Get ready for yet another 10-digit accounting scandal from the world of big business: The astonishing disappearance - behind the drawn curtains of a federal bankruptcy court in Delaware - of more than $1 billion of corporate assets from the books of Polaroid Corp., and the reappearance of most of it, free of charge, in the pockets of a Wall Street buyout fund.
 
How this has happened stands as a cautionary reminder that bankruptcy courts are one of the riskiest places of all for investors. Yet as the economy weakens and more and more big companies keel over, that's where more and more shareholders are likely to wind up.
 
For what awaits them, check out the plight of bankrupted Polaroid Corp.'s shareholders, who are about to be shorn of $1.1 billion in balance sheet assets and $175 million of shareholder equity.
 
THE ploy? An accounting maneuver that is shifting the assets, seemingly free of charge, from Polaroid's books to the books of a Wall Street partnership that is set to take Polaroid private in a buyout for less than $24 million of actual cash money.
 
Some of the biggest names in high finance are involved in this stunt, from the fancy-pants law firm of Skadden, Arps, Slate, Meagher & Flom to the infamous Arthur Andersen crowd.
 
There are lawyers from Davis Polk & Wardwell in the game, along with attorneys from Aiken Gump, as well as advisers from Zolfo Cooper, Houlihan Lokey and Dresdner Kleinwort Wasserstein.
 
This is corporate embalming's A-team, and for months its members have been trudging up and down the courthouse steps of Wilmington, Del.'s federal bankruptcy court in preparation for the solemn and final act that will send Polaroid to its eternal reward.

**Given information**
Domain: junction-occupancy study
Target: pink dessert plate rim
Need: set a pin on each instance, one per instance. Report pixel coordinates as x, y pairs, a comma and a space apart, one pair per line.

**Short exercise**
Could you reproduce the Polaroid bankruptcy text word for word, starting at "Some of the" and ending at "its eternal reward."?

**Answer in full**
Some of the biggest names in high finance are involved in this stunt, from the fancy-pants law firm of Skadden, Arps, Slate, Meagher & Flom to the infamous Arthur Andersen crowd.
 
There are lawyers from Davis Polk & Wardwell in the game, along with attorneys from Aiken Gump, as well as advisers from Zolfo Cooper, Houlihan Lokey and Dresdner Kleinwort Wasserstein.
 
This is corporate embalming's A-team, and for months its members have been trudging up and down the courthouse steps of Wilmington, Del.'s federal bankruptcy court in preparation for the solemn and final act that will send Polaroid to its eternal reward.